• ENTRIES SUPPLIED:
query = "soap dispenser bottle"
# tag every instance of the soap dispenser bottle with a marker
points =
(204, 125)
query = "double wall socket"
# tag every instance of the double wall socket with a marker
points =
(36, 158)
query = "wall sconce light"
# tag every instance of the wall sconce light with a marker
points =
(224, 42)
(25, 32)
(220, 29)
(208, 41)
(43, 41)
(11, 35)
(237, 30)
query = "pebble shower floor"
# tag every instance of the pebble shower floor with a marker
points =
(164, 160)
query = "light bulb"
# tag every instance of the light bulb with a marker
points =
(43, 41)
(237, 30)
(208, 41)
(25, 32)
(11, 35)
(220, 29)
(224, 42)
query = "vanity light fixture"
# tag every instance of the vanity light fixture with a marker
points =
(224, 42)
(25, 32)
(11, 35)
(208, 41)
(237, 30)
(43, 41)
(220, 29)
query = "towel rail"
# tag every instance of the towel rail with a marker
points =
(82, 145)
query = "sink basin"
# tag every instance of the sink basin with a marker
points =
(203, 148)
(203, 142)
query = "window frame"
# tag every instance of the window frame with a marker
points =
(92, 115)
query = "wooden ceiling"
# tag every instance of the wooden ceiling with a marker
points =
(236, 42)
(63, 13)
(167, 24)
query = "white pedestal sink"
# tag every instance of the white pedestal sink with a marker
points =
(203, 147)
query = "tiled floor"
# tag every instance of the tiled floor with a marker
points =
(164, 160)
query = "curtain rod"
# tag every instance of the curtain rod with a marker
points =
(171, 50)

==

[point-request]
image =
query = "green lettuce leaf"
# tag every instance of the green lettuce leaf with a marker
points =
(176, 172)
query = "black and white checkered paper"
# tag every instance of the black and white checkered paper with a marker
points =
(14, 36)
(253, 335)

• EXERCISE AIM: How many lines in the items above contain the word "dispenser"? Reply with the number alone.

• SOLVED EXERCISE: 2